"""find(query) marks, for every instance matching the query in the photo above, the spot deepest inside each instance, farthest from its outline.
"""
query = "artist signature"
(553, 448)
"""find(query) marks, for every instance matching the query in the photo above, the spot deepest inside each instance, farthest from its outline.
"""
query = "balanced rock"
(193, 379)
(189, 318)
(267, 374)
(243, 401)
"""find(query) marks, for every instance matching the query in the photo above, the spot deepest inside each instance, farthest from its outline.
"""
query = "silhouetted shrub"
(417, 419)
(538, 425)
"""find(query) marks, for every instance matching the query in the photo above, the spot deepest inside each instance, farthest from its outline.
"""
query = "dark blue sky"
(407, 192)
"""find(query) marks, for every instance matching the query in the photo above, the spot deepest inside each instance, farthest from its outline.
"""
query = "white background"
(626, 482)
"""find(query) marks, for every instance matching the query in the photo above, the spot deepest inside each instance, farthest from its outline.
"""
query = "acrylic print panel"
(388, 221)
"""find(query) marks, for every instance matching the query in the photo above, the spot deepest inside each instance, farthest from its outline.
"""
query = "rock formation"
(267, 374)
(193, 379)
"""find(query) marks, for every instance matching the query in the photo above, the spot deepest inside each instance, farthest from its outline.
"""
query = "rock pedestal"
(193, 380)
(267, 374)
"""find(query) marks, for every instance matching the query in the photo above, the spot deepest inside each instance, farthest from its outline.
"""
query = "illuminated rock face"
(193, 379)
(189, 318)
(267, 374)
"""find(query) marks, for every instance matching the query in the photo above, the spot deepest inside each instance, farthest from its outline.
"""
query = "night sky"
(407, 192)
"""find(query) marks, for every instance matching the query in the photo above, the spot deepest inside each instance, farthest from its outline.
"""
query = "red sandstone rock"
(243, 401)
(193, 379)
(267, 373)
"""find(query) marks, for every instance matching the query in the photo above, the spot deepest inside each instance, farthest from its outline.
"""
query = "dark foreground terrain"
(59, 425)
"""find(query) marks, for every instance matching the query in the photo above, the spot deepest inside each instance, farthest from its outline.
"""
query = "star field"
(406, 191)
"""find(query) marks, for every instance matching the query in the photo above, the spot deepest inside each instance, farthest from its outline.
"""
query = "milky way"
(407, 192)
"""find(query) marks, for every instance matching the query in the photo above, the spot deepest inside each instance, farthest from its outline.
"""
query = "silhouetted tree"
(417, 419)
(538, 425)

^^^^^^^^

WHAT YOU HAVE TO DO: Reproduce the material in full, keeping every line exactly as given.

EXERCISE SOLUTION:
"""find(query) marks, for every instance matching the query in the photo above, the spot deepest inside each instance, farthest from its outline.
"""
query = "artist signature"
(553, 448)
"""find(query) marks, for every instance matching the query in the photo above, the spot deepest inside each instance, farthest from its outline.
"""
query = "balanced rock"
(193, 379)
(189, 318)
(267, 374)
(243, 401)
"""find(query) marks, for every instance matching the query in the photo above, the spot deepest inside each instance, farthest from its outline.
"""
query = "silhouetted shrub"
(417, 419)
(538, 425)
"""find(query) marks, for every instance matching the query in the photo above, the spot deepest inside each instance, farthest from its outline.
"""
query = "dark blue sky"
(407, 192)
"""find(query) marks, for every instance matching the query in the photo above, the spot deepest inside each instance, farthest from its outline.
"""
query = "white background"
(626, 482)
"""find(query) marks, for every instance matching the query in the photo above, the spot deepest inside each instance, farthest from its outline.
"""
query = "acrylic print panel"
(388, 221)
"""find(query) marks, for every instance matching the query in the photo above, the spot deepest inside each instance, farthest from its outline.
"""
query = "rock formation"
(267, 374)
(193, 379)
"""find(query) marks, for every instance matching the query in the photo above, the spot deepest inside each instance, farthest from its outline.
"""
query = "rock pedestal"
(193, 380)
(267, 374)
"""find(query) marks, for every instance matching the query in the photo above, the spot deepest inside each instance, farthest from its outline.
"""
query = "illuminated rock face"
(193, 379)
(189, 318)
(267, 374)
"""find(query) marks, for every instance matching the query in the photo above, the spot deepest inside each instance, farthest from its outline.
"""
query = "night sky"
(407, 192)
"""find(query) marks, for every instance matching the query in the photo above, the spot deepest inside each instance, farthest from its outline.
"""
query = "red sandstone rock"
(243, 401)
(193, 379)
(267, 373)
"""find(query) marks, for every instance matching the query in the photo above, the spot deepest inside each instance, farthest from its outline.
"""
query = "dark foreground terrain"
(59, 425)
"""find(query) marks, for every instance matching the query in the photo above, the spot deepest inside each instance, farthest from its outline.
"""
query = "star field"
(406, 191)
"""find(query) marks, for every instance matching the query in the photo above, the spot deepest inside each instance, farthest from its outline.
"""
query = "milky way"
(407, 192)
"""find(query) marks, for every instance matching the query in the photo above, the spot deepest inside each instance, farthest from its outline.
"""
query = "silhouetted tree"
(417, 419)
(538, 425)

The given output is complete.